## [Requirement]
Set down the records that follow in full and without changes.

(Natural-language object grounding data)
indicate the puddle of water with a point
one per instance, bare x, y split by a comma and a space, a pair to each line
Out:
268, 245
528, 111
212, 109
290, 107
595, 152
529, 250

## [Solution below]
indicate the puddle of water with a point
one per instance, bare x, y split by a comma and a space, a pair to each line
Out:
268, 245
528, 111
212, 109
290, 107
595, 152
529, 250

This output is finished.